• _WHAT THE EXERCISE ASKS_
Present every line of the records below as a numbered list, omitting any blank lines.

• _Records from a point-labeling set_
※ ※ ※

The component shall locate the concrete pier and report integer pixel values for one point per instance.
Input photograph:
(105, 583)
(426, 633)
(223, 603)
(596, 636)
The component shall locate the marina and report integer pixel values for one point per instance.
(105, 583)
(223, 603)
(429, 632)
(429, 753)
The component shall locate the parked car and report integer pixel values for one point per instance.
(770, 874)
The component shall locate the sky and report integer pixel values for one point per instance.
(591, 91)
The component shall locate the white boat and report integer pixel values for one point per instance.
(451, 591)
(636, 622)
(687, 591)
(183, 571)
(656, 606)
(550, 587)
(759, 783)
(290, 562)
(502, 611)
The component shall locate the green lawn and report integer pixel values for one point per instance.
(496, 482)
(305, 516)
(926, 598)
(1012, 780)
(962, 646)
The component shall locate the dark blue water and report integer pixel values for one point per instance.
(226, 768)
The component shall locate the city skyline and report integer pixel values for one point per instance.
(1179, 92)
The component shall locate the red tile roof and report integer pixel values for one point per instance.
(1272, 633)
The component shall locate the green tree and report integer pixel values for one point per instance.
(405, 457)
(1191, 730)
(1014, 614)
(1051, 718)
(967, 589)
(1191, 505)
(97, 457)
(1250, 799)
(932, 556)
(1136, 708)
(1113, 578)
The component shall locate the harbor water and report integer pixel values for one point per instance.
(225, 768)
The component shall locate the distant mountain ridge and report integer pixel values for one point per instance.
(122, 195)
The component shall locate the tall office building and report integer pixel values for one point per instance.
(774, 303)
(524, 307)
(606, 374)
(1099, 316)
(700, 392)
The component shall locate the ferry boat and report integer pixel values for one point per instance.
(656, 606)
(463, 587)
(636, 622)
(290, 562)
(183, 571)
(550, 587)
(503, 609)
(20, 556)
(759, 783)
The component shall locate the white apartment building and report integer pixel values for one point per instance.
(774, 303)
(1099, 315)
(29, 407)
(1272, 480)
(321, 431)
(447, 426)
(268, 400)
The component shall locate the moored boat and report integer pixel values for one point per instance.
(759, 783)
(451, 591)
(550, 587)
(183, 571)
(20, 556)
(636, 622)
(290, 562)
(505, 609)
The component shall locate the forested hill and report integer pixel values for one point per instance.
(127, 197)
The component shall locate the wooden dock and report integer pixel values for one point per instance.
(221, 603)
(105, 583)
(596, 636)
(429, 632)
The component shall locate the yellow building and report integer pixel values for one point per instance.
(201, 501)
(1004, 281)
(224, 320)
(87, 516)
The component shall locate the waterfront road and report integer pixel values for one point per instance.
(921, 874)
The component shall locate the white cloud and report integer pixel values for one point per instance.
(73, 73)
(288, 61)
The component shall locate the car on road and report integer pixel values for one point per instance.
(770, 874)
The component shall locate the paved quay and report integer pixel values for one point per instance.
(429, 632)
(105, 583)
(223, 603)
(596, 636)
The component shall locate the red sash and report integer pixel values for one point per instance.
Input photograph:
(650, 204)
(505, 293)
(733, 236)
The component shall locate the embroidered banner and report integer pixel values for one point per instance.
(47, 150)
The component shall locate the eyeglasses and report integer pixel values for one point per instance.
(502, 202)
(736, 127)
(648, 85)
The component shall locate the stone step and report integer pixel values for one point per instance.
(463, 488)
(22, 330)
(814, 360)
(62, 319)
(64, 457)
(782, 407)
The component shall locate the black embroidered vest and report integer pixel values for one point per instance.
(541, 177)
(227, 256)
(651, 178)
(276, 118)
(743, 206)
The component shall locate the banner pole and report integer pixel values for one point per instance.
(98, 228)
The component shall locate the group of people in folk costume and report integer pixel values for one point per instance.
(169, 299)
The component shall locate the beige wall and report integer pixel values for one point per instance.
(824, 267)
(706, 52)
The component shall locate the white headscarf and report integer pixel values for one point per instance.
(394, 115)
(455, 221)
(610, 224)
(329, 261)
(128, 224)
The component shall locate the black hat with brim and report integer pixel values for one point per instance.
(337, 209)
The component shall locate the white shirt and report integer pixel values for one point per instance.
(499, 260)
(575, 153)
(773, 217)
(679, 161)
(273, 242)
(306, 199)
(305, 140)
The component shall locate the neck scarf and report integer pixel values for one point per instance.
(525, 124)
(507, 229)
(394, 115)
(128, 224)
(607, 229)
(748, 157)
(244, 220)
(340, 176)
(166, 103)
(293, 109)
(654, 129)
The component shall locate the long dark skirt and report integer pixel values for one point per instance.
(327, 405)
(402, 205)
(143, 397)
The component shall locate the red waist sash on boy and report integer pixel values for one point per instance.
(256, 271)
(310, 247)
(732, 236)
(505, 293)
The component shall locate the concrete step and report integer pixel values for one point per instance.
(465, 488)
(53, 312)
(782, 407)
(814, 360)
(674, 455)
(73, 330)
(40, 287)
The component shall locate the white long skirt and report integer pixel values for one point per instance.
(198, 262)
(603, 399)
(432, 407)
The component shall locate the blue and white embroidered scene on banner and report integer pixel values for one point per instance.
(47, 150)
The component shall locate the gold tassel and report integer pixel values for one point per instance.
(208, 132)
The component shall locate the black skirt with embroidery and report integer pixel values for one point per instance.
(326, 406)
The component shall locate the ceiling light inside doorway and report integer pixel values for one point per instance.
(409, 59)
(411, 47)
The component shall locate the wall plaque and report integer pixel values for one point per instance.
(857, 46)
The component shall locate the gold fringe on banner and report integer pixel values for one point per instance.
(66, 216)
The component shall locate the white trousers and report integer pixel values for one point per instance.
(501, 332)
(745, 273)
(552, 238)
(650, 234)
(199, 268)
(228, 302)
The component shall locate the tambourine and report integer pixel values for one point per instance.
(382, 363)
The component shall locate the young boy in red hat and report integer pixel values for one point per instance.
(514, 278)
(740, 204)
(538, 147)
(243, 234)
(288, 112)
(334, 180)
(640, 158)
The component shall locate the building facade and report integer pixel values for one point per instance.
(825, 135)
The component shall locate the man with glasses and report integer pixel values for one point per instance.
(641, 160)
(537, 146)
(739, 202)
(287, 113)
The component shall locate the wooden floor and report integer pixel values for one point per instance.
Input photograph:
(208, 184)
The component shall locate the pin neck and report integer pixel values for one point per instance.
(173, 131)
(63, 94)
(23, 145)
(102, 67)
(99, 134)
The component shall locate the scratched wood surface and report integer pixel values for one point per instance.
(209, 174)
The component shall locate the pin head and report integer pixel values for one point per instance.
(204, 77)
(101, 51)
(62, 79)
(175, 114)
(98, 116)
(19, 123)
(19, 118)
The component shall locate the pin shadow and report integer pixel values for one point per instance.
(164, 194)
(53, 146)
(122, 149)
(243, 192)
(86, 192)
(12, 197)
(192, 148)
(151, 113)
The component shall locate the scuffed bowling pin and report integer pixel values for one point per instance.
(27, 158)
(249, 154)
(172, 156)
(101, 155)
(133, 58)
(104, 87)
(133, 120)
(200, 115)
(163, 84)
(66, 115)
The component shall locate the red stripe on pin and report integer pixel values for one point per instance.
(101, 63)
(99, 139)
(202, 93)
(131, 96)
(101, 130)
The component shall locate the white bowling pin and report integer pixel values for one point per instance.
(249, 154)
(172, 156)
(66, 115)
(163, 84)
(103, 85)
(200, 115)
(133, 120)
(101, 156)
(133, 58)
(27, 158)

※ ※ ※

• _SOLUTION TO THIS EXERCISE_
1. The component shall locate the concrete pier and report integer pixel values for one point per instance.
2. Input photograph:
3. (105, 583)
4. (426, 633)
5. (223, 603)
6. (596, 636)
7. The component shall locate the marina and report integer pixel values for one point per instance.
8. (105, 583)
9. (223, 603)
10. (429, 632)
11. (429, 753)
12. The component shall locate the parked car and report integer pixel values for one point per instance.
13. (770, 874)
14. The component shall locate the sky and report integer pixel values for one point per instance.
15. (591, 91)
16. The component shall locate the white boat and report integer pixel values for one point per instance.
17. (451, 591)
18. (636, 622)
19. (687, 591)
20. (183, 571)
21. (656, 606)
22. (550, 587)
23. (759, 783)
24. (290, 562)
25. (502, 611)
26. The component shall locate the green lawn and report integer pixel values for one point per instance.
27. (496, 482)
28. (305, 516)
29. (926, 598)
30. (1012, 780)
31. (962, 646)
32. The component shall locate the dark blue water and report integer pixel values for one point per instance.
33. (226, 768)
34. The component shall locate the city skyline and report integer pixel values for one point per instance.
35. (1179, 92)
36. The component shall locate the red tile roof and report integer pixel values for one point per instance.
37. (1272, 633)
38. The component shall locate the green tree and report integer pixel values for one point per instance.
39. (405, 457)
40. (1191, 730)
41. (1014, 614)
42. (1051, 718)
43. (967, 589)
44. (1191, 505)
45. (97, 457)
46. (1250, 799)
47. (932, 556)
48. (1136, 708)
49. (1113, 578)
50. The component shall locate the harbor water and report integer pixel values for one point per instance.
51. (225, 768)
52. The component shall locate the distant mountain ridge and report integer pixel values for one point per instance.
53. (122, 195)
54. The component shall locate the tall office building and report integer pixel values for one point per instance.
55. (774, 303)
56. (524, 307)
57. (606, 374)
58. (1099, 316)
59. (700, 392)
60. The component shall locate the ferry boat and report integer pixel values for one point per instance.
61. (656, 606)
62. (463, 587)
63. (636, 622)
64. (290, 562)
65. (183, 571)
66. (550, 587)
67. (503, 609)
68. (20, 556)
69. (759, 783)
70. The component shall locate the white apartment building and report integer pixel values for one point per instance.
71. (774, 303)
72. (1099, 315)
73. (29, 407)
74. (1272, 480)
75. (321, 431)
76. (447, 426)
77. (268, 400)
78. The component shall locate the moored boat and report integer pixel values for one point per instance.
79. (759, 783)
80. (451, 591)
81. (550, 587)
82. (183, 571)
83. (20, 556)
84. (636, 622)
85. (290, 562)
86. (505, 609)
87. The component shall locate the forested hill and report integer pixel values for one point per instance.
88. (127, 197)
89. The component shall locate the wooden dock and report integer pixel values for one point per instance.
90. (221, 603)
91. (105, 583)
92. (596, 636)
93. (429, 632)
94. The component shall locate the yellow building and report integer pixel values for one point per instance.
95. (201, 501)
96. (1004, 281)
97. (224, 320)
98. (87, 516)
99. The component shall locate the waterfront road and report integer pixel values for one point per instance.
100. (921, 874)
101. The component shall locate the white cloud and report integer pixel values for one point per instance.
102. (73, 73)
103. (288, 61)
104. The component shall locate the car on road and report integer pixel values for one point per instance.
105. (770, 874)
106. The component shall locate the paved quay and report integer pixel values for one point per instance.
107. (429, 632)
108. (105, 583)
109. (223, 603)
110. (596, 636)
111. The component shall locate the red sash and report integer pixel values for one point per instance.
112. Input photograph:
113. (650, 204)
114. (505, 293)
115. (733, 236)
116. The component shall locate the embroidered banner and report integer pixel values for one point per instance.
117. (47, 150)
118. The component shall locate the eyeglasses and report integer pixel values for one point per instance.
119. (502, 202)
120. (736, 127)
121. (648, 85)
122. The component shall locate the stone step and report integer pixel values for one point per instance.
123. (463, 488)
124. (22, 330)
125. (814, 360)
126. (62, 319)
127. (64, 457)
128. (782, 407)
129. The component shall locate the black embroidered vest and report integer pixel values for one point per instance.
130. (541, 177)
131. (227, 256)
132. (651, 178)
133. (276, 118)
134. (743, 206)
135. The component shall locate the banner pole and report integer pixel values for one point per instance.
136. (98, 228)
137. The component shall locate the group of people in folk costume and report integer pixel values for one point per instance.
138. (169, 299)
139. The component shall locate the beige wall and report integer pixel values for one point per instance.
140. (824, 267)
141. (706, 52)
142. The component shall locate the white headscarf and report integer pixel values for one point per instance.
143. (394, 115)
144. (455, 221)
145. (610, 224)
146. (329, 261)
147. (128, 224)
148. The component shall locate the black hat with brim and report integer pixel values for one point per instance.
149. (337, 209)
150. The component shall locate the white shirt and report integer pixel values for one point per instance.
151. (499, 260)
152. (575, 153)
153. (773, 217)
154. (679, 161)
155. (273, 242)
156. (306, 199)
157. (305, 140)
158. The component shall locate the neck scarf and report integer pixel values for one point per instance.
159. (525, 124)
160. (507, 229)
161. (394, 115)
162. (128, 224)
163. (607, 229)
164. (748, 157)
165. (244, 220)
166. (340, 176)
167. (166, 103)
168. (293, 109)
169. (654, 129)
170. The component shall locate the long dark skirt and report integer pixel values for one point per instance.
171. (327, 405)
172. (402, 205)
173. (143, 397)
174. The component shall locate the red waist sash on boy and report integer pixel values for one point per instance.
175. (256, 271)
176. (310, 247)
177. (732, 236)
178. (505, 293)
179. The component shall locate the concrete step and report integer pixel values for one point per instance.
180. (465, 488)
181. (53, 312)
182. (782, 407)
183. (814, 360)
184. (674, 455)
185. (73, 330)
186. (40, 287)
187. The component shall locate the white long skirt and report integer pixel values for one point per instance.
188. (198, 262)
189. (603, 399)
190. (432, 407)
191. The component shall locate the blue and white embroidered scene on banner and report integer pixel values for one point per instance.
192. (47, 150)
193. The component shall locate the gold tassel and report integer pixel values for one point per instance.
194. (208, 132)
195. The component shall locate the black skirt with embroidery and report integer pixel values for one point per instance.
196. (326, 406)
197. The component shall locate the ceiling light inside doorway and report integer pixel values for one point per instance.
198. (409, 59)
199. (411, 47)
200. The component shall locate the wall plaque and report integer pixel values for one point per instance.
201. (857, 46)
202. The component shall locate the gold fringe on banner and report integer pixel values for one point per instance.
203. (66, 216)
204. The component shall locate the white trousers and report integer pixel values for one point per instance.
205. (501, 332)
206. (745, 273)
207. (552, 238)
208. (650, 234)
209. (199, 268)
210. (228, 302)
211. The component shall locate the tambourine and report integer pixel values for one point per instance.
212. (382, 363)
213. The component shall locate the young boy in red hat and report integer pixel values for one point per instance.
214. (514, 278)
215. (740, 204)
216. (538, 147)
217. (243, 234)
218. (288, 112)
219. (334, 180)
220. (640, 158)
221. The component shall locate the building facade and report integer pixel values for one point per instance.
222. (825, 135)
223. The component shall locate the man with glasses and report integer pixel values for one point per instance.
224. (641, 160)
225. (537, 146)
226. (739, 202)
227. (287, 113)
228. The component shall locate the wooden floor and report integer pixel values for one point per instance.
229. Input photograph:
230. (208, 184)
231. The component shall locate the pin neck and report integer pixel values for one point per instance.
232. (173, 131)
233. (63, 94)
234. (23, 145)
235. (102, 67)
236. (99, 134)
237. The component shall locate the scratched wood surface and report integer pixel values for one point per instance.
238. (209, 174)
239. The component shall locate the pin head and report integer pixel values for one point per instance.
240. (204, 77)
241. (101, 51)
242. (62, 79)
243. (175, 114)
244. (98, 116)
245. (19, 123)
246. (19, 118)
247. The component shall locate the pin shadow and report integer pixel values for one point per instance.
248. (164, 194)
249. (53, 146)
250. (122, 149)
251. (243, 192)
252. (86, 192)
253. (12, 197)
254. (192, 148)
255. (151, 113)
256. The component shall locate the scuffed bowling pin and report integer pixel values for one point per instance.
257. (27, 158)
258. (249, 154)
259. (172, 156)
260. (101, 155)
261. (133, 58)
262. (104, 87)
263. (133, 120)
264. (200, 115)
265. (163, 84)
266. (66, 115)
267. The component shall locate the red stripe on pin and report integer pixel values for one point per instance.
268. (101, 63)
269. (99, 139)
270. (202, 93)
271. (131, 96)
272. (101, 130)
273. The component shall locate the white bowling pin and report integer pixel values for one point per instance.
274. (249, 154)
275. (172, 156)
276. (66, 115)
277. (163, 84)
278. (103, 85)
279. (200, 115)
280. (133, 120)
281. (101, 156)
282. (133, 58)
283. (27, 158)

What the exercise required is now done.